▼

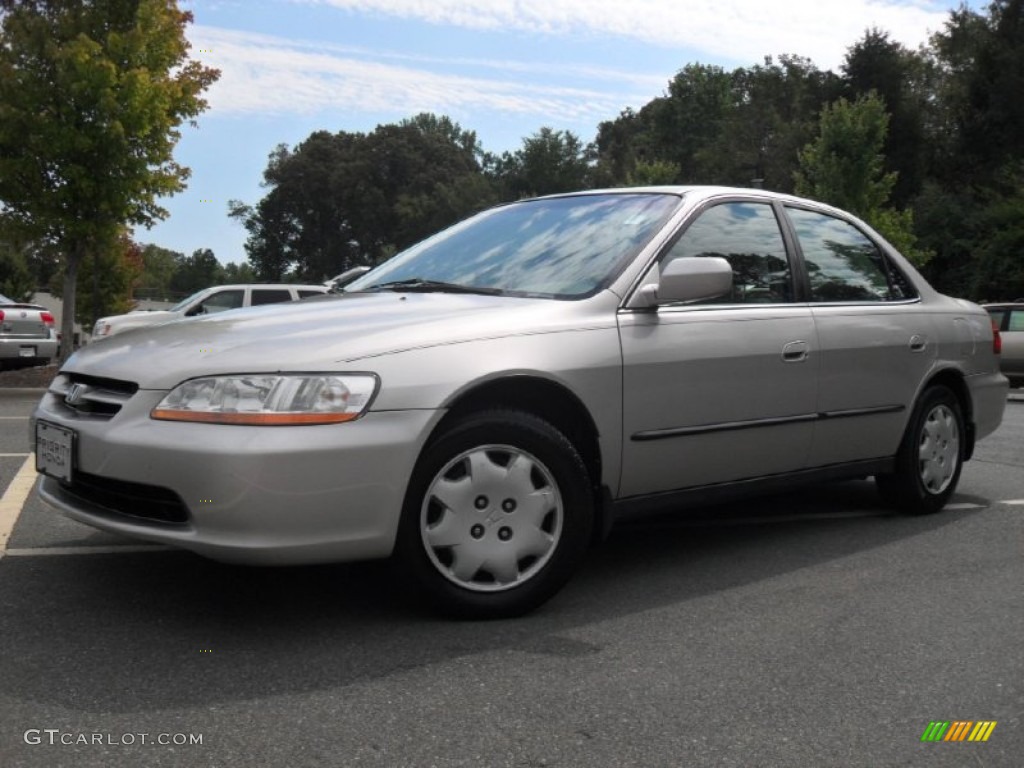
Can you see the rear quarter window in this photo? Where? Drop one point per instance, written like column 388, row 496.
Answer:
column 270, row 296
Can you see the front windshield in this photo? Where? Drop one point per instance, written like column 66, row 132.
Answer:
column 185, row 302
column 558, row 247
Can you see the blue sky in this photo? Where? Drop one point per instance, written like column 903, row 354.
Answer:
column 501, row 68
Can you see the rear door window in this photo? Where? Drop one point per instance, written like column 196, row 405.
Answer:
column 843, row 264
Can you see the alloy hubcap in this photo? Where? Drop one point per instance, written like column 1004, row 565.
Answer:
column 939, row 451
column 492, row 518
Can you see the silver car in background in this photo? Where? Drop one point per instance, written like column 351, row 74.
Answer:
column 484, row 404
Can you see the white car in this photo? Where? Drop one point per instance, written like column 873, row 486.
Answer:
column 207, row 301
column 28, row 335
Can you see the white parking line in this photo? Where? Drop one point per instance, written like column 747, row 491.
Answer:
column 13, row 500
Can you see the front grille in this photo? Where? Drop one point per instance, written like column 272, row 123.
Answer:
column 92, row 395
column 132, row 499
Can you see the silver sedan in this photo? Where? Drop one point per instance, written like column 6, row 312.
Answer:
column 484, row 404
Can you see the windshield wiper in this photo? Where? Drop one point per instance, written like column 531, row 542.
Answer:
column 428, row 286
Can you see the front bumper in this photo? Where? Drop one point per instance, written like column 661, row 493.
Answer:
column 251, row 495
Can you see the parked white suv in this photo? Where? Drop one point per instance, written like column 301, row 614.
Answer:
column 207, row 301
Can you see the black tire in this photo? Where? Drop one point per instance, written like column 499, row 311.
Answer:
column 930, row 458
column 515, row 523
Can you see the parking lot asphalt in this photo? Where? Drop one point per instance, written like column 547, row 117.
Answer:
column 810, row 629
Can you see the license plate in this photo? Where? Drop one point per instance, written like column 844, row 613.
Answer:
column 54, row 449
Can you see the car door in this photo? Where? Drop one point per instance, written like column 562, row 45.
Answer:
column 724, row 389
column 876, row 339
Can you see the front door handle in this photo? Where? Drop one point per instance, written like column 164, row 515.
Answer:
column 796, row 351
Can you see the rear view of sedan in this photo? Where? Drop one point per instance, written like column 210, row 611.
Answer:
column 484, row 404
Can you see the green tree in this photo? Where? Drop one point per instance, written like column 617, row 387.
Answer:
column 341, row 200
column 104, row 282
column 16, row 281
column 845, row 167
column 159, row 265
column 236, row 272
column 549, row 162
column 903, row 81
column 195, row 272
column 92, row 93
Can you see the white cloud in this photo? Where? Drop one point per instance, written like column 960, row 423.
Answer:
column 740, row 31
column 263, row 74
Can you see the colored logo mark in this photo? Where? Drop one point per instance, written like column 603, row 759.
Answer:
column 958, row 730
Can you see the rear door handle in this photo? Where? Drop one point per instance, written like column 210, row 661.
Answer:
column 796, row 351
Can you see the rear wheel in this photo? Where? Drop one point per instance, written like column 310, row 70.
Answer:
column 930, row 458
column 497, row 517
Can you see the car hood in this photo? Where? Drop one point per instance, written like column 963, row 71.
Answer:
column 325, row 334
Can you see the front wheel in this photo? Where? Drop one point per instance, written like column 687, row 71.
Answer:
column 930, row 458
column 497, row 517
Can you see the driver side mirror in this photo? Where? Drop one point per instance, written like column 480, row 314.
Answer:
column 687, row 279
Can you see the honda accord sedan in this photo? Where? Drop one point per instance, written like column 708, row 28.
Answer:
column 483, row 406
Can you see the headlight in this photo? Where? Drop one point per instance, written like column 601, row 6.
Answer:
column 269, row 399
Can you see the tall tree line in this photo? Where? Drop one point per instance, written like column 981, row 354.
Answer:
column 942, row 125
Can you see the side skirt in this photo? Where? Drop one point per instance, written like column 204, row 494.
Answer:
column 706, row 495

▲

▶ Task requirements:
Quote every item above word for word, omitting the pictures.

▶ Task solution:
Can you see the rear quarter window in this photo? Where? Drop one point per instance, written like column 388, row 496.
Answer:
column 270, row 296
Can you see the front windshield in this photo? Where? Drop one point per instance, written like column 66, row 132.
Answer:
column 185, row 302
column 558, row 247
Can you see the blue sky in this photo? Where? Drop one point per instance, written like column 903, row 354.
Answer:
column 501, row 68
Can you see the rear door window in this photo? Where? Drop one point per instance, written like column 196, row 405.
Answer:
column 843, row 264
Can you see the alloy hubcap in this photo? Where? Drop one point per instance, written like column 1004, row 565.
Answer:
column 939, row 451
column 492, row 518
Can you see the silver car in background in this photo? Where? Drop one point per instance, written like column 351, row 74.
Answer:
column 484, row 404
Can you see the white car in this photo? Where? Drop one point per instance, written like column 873, row 486.
Answer:
column 207, row 301
column 28, row 335
Can you see the white parking line in this photo? Where? Drop one point per instance, written like column 747, row 491.
Answer:
column 13, row 500
Can you see the front grille in this photo? Where? Drop one point per instance, written like column 272, row 123.
Answer:
column 92, row 395
column 132, row 499
Can you see the silver sedan in this photo? Where? Drop one point per instance, written like column 6, row 312.
Answer:
column 484, row 404
Can you see the windshield wiper in this photo? Where? Drop one point per instance, written like column 531, row 542.
Answer:
column 428, row 286
Can you see the front bumper in this photo? Where? Drop one point per instance, written like column 661, row 493.
Answer:
column 251, row 495
Can you see the parked white suv in this photo? Where? Drop one point per instance, written like column 301, row 614.
Answer:
column 207, row 301
Can you see the black tire in this photo? Where? Drop one point per instance, written like column 499, row 311.
Answer:
column 930, row 458
column 515, row 523
Can you see the parking lot asphalt in this photo? Where? Drop one point per instance, written like column 547, row 117.
Answer:
column 810, row 629
Can you see the license plate in this photo? Where? Drop one point per instance, written like column 844, row 613.
Answer:
column 54, row 449
Can you see the car door in this photo? Where? Drop one point per instance, written like column 562, row 45.
Answer:
column 724, row 389
column 876, row 339
Can you see the front door handle in this photo? Where? Drop one point per instance, written like column 164, row 515.
Answer:
column 796, row 351
Can you see the rear view of sedan in this photo? Where? Drop one point per instance, written like column 210, row 611.
Answer:
column 484, row 404
Can you see the green tree in this photo? Where? Drop one point per instance, written like column 617, row 387.
Answer:
column 341, row 200
column 104, row 282
column 16, row 281
column 845, row 167
column 159, row 265
column 236, row 272
column 549, row 162
column 903, row 81
column 195, row 272
column 92, row 93
Can you see the white cloud in this photo? Where? Drop one point per instance, written like column 960, row 423.
Answer:
column 740, row 31
column 263, row 74
Can you see the colored logo mark in this photo? Where? Drop one point per instance, written like column 603, row 759.
Answer:
column 958, row 730
Can you see the rear door handle in this photo? Where? Drop one point per instance, written like column 210, row 661.
Answer:
column 796, row 351
Can you see the rear wheel in this photo? Where? Drop one point per instance, written like column 310, row 70.
Answer:
column 930, row 458
column 497, row 517
Can you see the car hood in this photo? Where? Drop one point per instance, written like column 963, row 71.
Answer:
column 325, row 334
Can you see the front wheel in this photo? Where? Drop one point per instance, written like column 687, row 71.
Answer:
column 930, row 458
column 497, row 517
Can you see the driver side mirror in this photo? Where? Drop one point per instance, written like column 480, row 314.
Answer:
column 687, row 279
Can you see the honda accord sedan in this photo? Where? Drop one point per instance, written like column 708, row 28.
Answer:
column 483, row 406
Can you see the headlight in this photo? Where? Drop one point per instance, written like column 601, row 6.
Answer:
column 269, row 399
Can you see the tall tree line in this photo? Where? Drop one point per instance, written like column 981, row 354.
Answer:
column 942, row 125
Can you see the side skirt in this photo? Where? Drop one point per instance, written like column 204, row 494.
Answer:
column 706, row 495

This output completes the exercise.